Arrange the lines of the listing below as a numbered list, from the line containing "wooden table surface." through the end of the listing, both ends included. Leave out any blank lines.

== Task inputs ==

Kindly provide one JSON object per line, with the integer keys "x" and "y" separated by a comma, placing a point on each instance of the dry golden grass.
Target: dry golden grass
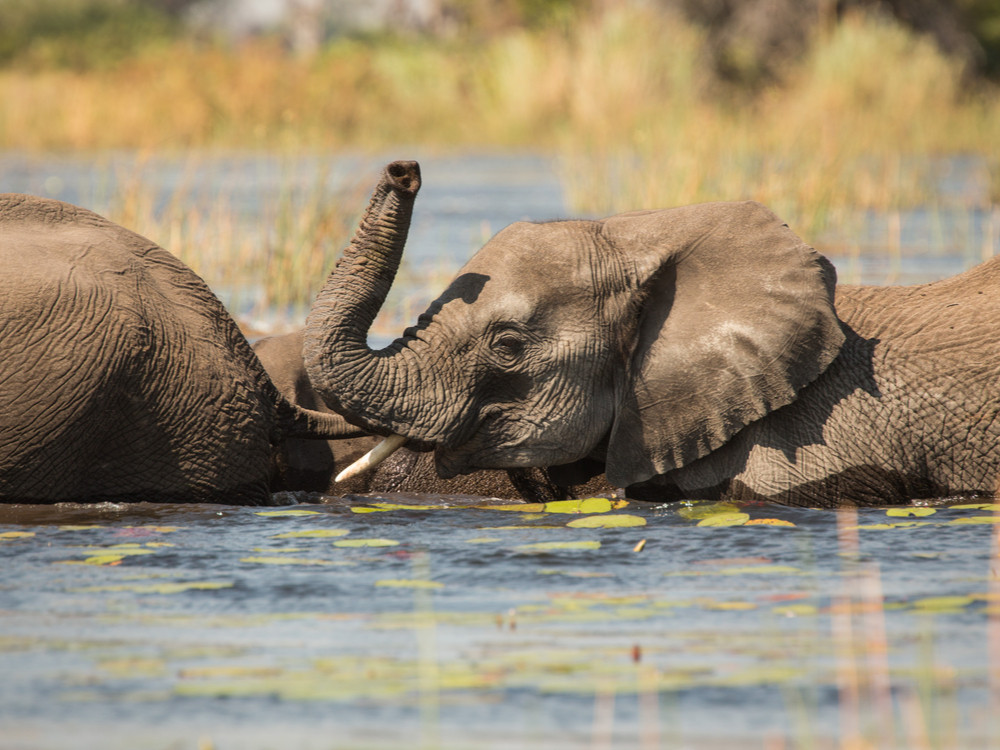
{"x": 622, "y": 95}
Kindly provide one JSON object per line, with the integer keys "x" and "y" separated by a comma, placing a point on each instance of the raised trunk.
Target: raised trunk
{"x": 370, "y": 387}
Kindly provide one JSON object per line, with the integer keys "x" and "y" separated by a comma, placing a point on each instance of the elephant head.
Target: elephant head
{"x": 643, "y": 341}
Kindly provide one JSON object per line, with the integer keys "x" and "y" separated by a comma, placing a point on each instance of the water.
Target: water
{"x": 164, "y": 626}
{"x": 216, "y": 627}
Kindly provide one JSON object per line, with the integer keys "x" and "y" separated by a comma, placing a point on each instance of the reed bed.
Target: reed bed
{"x": 266, "y": 266}
{"x": 864, "y": 123}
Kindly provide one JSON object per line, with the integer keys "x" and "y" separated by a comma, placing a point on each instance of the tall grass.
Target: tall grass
{"x": 623, "y": 95}
{"x": 267, "y": 268}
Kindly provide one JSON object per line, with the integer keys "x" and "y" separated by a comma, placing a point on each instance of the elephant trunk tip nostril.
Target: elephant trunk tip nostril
{"x": 404, "y": 176}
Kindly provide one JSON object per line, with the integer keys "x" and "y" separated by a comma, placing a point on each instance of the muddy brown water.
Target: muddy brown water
{"x": 436, "y": 622}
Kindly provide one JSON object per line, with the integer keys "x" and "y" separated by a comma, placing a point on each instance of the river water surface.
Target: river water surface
{"x": 443, "y": 622}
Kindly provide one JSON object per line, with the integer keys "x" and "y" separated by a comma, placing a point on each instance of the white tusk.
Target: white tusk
{"x": 372, "y": 458}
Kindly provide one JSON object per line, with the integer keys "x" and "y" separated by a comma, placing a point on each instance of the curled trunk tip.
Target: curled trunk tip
{"x": 403, "y": 176}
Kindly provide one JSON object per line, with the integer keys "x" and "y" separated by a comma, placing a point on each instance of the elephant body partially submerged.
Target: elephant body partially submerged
{"x": 122, "y": 377}
{"x": 697, "y": 352}
{"x": 302, "y": 464}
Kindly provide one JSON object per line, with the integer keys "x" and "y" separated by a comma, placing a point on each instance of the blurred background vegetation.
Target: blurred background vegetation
{"x": 820, "y": 108}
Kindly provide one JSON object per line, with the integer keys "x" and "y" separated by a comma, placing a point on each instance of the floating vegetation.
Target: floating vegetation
{"x": 398, "y": 610}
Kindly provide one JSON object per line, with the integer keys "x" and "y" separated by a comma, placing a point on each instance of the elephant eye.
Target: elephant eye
{"x": 508, "y": 344}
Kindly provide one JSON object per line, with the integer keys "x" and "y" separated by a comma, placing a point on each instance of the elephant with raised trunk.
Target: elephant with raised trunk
{"x": 122, "y": 377}
{"x": 302, "y": 464}
{"x": 695, "y": 352}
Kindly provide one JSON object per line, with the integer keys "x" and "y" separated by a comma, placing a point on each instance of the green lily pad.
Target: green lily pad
{"x": 614, "y": 520}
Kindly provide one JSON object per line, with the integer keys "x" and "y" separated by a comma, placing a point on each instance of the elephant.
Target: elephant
{"x": 703, "y": 352}
{"x": 122, "y": 377}
{"x": 302, "y": 464}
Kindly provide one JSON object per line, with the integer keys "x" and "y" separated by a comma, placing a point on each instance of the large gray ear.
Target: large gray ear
{"x": 736, "y": 314}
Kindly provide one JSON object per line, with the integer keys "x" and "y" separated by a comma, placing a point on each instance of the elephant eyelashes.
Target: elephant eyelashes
{"x": 508, "y": 346}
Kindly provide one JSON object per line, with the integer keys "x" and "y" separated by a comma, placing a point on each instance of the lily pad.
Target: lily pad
{"x": 973, "y": 520}
{"x": 159, "y": 588}
{"x": 942, "y": 603}
{"x": 312, "y": 534}
{"x": 614, "y": 520}
{"x": 589, "y": 505}
{"x": 904, "y": 512}
{"x": 409, "y": 583}
{"x": 557, "y": 546}
{"x": 724, "y": 519}
{"x": 517, "y": 507}
{"x": 279, "y": 560}
{"x": 366, "y": 543}
{"x": 697, "y": 512}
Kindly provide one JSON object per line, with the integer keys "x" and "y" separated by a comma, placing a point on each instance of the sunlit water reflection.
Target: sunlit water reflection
{"x": 170, "y": 626}
{"x": 259, "y": 628}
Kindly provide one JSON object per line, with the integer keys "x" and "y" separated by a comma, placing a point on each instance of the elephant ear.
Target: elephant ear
{"x": 735, "y": 315}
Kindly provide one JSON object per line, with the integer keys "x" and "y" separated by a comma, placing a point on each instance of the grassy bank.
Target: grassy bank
{"x": 859, "y": 124}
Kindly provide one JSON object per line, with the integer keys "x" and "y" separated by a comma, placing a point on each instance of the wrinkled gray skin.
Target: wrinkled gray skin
{"x": 311, "y": 465}
{"x": 693, "y": 352}
{"x": 122, "y": 377}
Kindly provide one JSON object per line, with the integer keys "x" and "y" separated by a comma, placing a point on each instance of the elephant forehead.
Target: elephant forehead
{"x": 539, "y": 260}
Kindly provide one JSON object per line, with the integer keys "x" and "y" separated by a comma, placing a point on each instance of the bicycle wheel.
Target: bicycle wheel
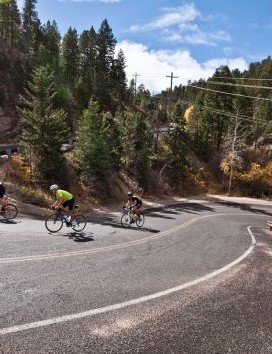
{"x": 125, "y": 220}
{"x": 78, "y": 223}
{"x": 140, "y": 220}
{"x": 53, "y": 223}
{"x": 10, "y": 212}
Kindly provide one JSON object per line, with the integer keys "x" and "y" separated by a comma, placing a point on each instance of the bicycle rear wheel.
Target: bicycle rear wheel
{"x": 10, "y": 211}
{"x": 125, "y": 220}
{"x": 78, "y": 223}
{"x": 140, "y": 220}
{"x": 53, "y": 223}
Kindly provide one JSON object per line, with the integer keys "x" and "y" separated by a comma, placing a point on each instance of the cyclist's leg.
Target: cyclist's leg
{"x": 69, "y": 208}
{"x": 3, "y": 203}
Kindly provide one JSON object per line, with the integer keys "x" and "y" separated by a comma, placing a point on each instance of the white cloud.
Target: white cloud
{"x": 154, "y": 66}
{"x": 172, "y": 16}
{"x": 105, "y": 1}
{"x": 20, "y": 4}
{"x": 182, "y": 25}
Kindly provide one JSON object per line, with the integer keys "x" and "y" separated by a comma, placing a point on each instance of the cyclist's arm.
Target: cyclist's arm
{"x": 58, "y": 203}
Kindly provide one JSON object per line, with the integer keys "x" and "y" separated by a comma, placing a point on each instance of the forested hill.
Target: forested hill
{"x": 210, "y": 134}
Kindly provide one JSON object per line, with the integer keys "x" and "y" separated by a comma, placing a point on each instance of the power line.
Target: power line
{"x": 242, "y": 117}
{"x": 238, "y": 85}
{"x": 172, "y": 77}
{"x": 243, "y": 78}
{"x": 232, "y": 94}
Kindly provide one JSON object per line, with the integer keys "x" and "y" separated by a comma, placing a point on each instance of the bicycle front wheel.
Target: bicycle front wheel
{"x": 78, "y": 223}
{"x": 53, "y": 223}
{"x": 140, "y": 220}
{"x": 10, "y": 212}
{"x": 125, "y": 220}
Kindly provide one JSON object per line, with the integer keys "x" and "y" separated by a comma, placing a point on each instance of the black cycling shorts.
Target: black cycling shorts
{"x": 69, "y": 203}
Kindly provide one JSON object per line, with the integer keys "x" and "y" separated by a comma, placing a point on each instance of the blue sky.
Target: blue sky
{"x": 187, "y": 38}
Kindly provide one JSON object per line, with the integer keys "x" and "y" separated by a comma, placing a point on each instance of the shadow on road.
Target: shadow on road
{"x": 81, "y": 236}
{"x": 245, "y": 207}
{"x": 76, "y": 236}
{"x": 11, "y": 222}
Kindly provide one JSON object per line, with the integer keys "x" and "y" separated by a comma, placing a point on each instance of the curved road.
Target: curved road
{"x": 195, "y": 279}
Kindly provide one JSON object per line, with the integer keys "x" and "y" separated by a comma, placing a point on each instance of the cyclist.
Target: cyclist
{"x": 3, "y": 202}
{"x": 63, "y": 199}
{"x": 134, "y": 202}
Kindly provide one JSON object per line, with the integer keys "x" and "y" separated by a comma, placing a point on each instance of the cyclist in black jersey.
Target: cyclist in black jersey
{"x": 134, "y": 202}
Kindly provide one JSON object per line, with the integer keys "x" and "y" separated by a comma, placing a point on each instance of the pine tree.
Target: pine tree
{"x": 31, "y": 27}
{"x": 70, "y": 55}
{"x": 178, "y": 142}
{"x": 137, "y": 143}
{"x": 10, "y": 22}
{"x": 43, "y": 127}
{"x": 49, "y": 48}
{"x": 118, "y": 78}
{"x": 106, "y": 43}
{"x": 92, "y": 152}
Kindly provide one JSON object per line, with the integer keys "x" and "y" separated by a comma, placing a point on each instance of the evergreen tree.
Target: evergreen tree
{"x": 118, "y": 78}
{"x": 10, "y": 22}
{"x": 70, "y": 55}
{"x": 137, "y": 144}
{"x": 92, "y": 152}
{"x": 43, "y": 127}
{"x": 31, "y": 27}
{"x": 50, "y": 47}
{"x": 84, "y": 88}
{"x": 217, "y": 123}
{"x": 106, "y": 43}
{"x": 178, "y": 142}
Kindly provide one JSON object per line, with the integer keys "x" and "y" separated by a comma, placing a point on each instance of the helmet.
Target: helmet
{"x": 53, "y": 187}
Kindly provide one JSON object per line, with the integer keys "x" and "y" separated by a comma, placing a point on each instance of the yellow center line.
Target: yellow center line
{"x": 114, "y": 247}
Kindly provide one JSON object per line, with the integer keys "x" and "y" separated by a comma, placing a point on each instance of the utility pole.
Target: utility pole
{"x": 171, "y": 90}
{"x": 135, "y": 83}
{"x": 172, "y": 77}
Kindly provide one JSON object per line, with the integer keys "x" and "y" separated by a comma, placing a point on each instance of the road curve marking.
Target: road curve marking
{"x": 114, "y": 247}
{"x": 93, "y": 312}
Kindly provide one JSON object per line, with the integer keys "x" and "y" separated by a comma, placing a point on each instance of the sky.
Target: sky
{"x": 188, "y": 40}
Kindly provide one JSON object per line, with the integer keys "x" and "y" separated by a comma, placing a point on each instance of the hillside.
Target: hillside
{"x": 10, "y": 66}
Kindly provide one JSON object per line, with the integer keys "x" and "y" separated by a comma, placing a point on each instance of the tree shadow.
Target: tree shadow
{"x": 81, "y": 236}
{"x": 245, "y": 207}
{"x": 9, "y": 222}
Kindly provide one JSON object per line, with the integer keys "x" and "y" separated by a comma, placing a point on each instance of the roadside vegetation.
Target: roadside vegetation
{"x": 209, "y": 136}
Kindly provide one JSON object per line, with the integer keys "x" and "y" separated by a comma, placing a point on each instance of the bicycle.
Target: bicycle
{"x": 9, "y": 211}
{"x": 55, "y": 221}
{"x": 129, "y": 218}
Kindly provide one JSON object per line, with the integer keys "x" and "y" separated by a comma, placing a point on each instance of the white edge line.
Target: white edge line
{"x": 124, "y": 304}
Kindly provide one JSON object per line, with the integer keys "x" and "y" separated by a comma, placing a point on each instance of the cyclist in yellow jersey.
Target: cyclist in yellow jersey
{"x": 63, "y": 199}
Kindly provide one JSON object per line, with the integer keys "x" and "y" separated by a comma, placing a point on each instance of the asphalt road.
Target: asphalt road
{"x": 197, "y": 278}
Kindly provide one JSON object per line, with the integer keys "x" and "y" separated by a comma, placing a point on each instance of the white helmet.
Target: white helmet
{"x": 53, "y": 187}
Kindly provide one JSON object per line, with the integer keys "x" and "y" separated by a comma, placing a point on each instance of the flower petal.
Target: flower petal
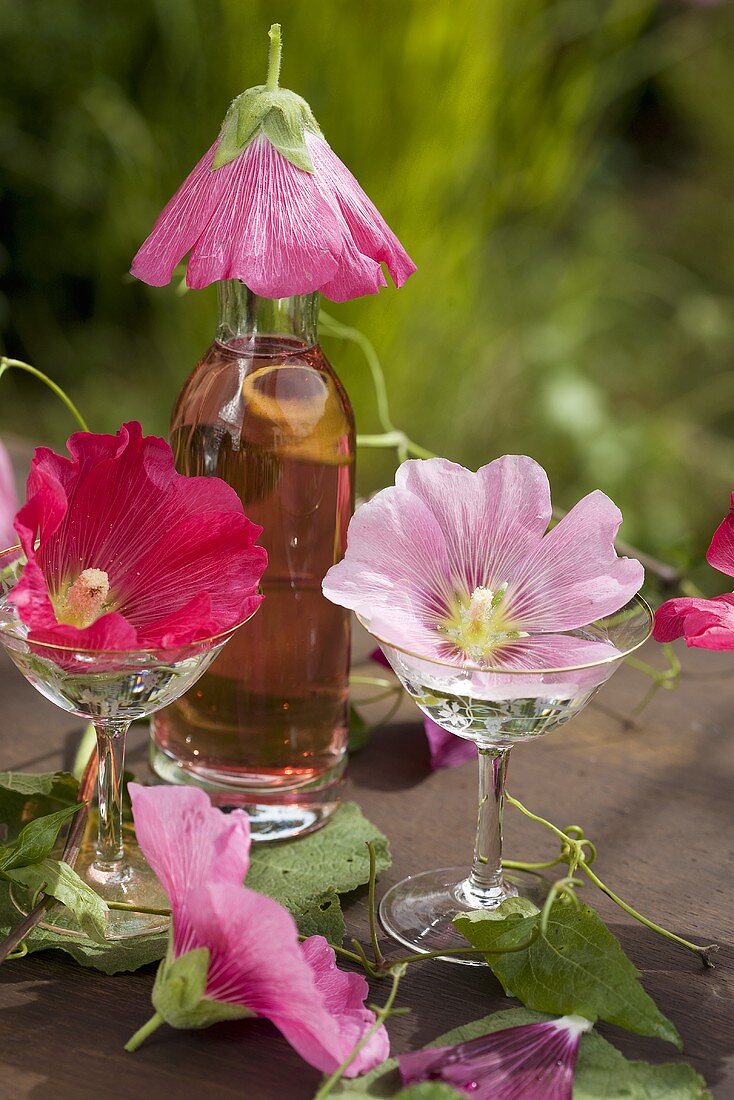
{"x": 272, "y": 229}
{"x": 8, "y": 501}
{"x": 574, "y": 576}
{"x": 369, "y": 230}
{"x": 256, "y": 961}
{"x": 705, "y": 624}
{"x": 535, "y": 1062}
{"x": 189, "y": 844}
{"x": 446, "y": 749}
{"x": 181, "y": 222}
{"x": 721, "y": 551}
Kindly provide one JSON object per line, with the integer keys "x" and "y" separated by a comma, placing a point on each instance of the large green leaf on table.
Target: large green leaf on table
{"x": 62, "y": 882}
{"x": 307, "y": 875}
{"x": 35, "y": 840}
{"x": 602, "y": 1071}
{"x": 577, "y": 967}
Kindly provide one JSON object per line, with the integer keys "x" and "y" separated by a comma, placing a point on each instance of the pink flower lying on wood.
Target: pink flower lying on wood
{"x": 456, "y": 565}
{"x": 8, "y": 501}
{"x": 236, "y": 952}
{"x": 123, "y": 552}
{"x": 272, "y": 205}
{"x": 705, "y": 624}
{"x": 533, "y": 1062}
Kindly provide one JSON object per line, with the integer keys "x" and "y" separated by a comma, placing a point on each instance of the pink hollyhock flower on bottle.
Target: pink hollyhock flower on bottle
{"x": 705, "y": 624}
{"x": 8, "y": 501}
{"x": 459, "y": 567}
{"x": 234, "y": 953}
{"x": 272, "y": 205}
{"x": 535, "y": 1062}
{"x": 126, "y": 553}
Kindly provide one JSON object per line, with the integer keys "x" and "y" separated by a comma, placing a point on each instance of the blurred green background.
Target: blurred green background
{"x": 561, "y": 172}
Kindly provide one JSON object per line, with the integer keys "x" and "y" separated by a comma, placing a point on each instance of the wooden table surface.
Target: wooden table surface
{"x": 656, "y": 798}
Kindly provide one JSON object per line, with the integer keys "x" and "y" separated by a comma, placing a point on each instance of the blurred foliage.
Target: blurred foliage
{"x": 561, "y": 171}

===

:: Solution for this exercise ::
1. Kindly provide one JSON object per line, with the integer keys "x" and "y" separated by a comma, placing a point on each instance of the wooden table surface.
2. Target: wooden table surface
3. {"x": 656, "y": 798}
4. Kindly provide one JSON object per line, with the integer keys "x" and "y" separated by a comma, placing a point on each instance of the blurred foliage.
5. Target: blurred foliage
6. {"x": 561, "y": 171}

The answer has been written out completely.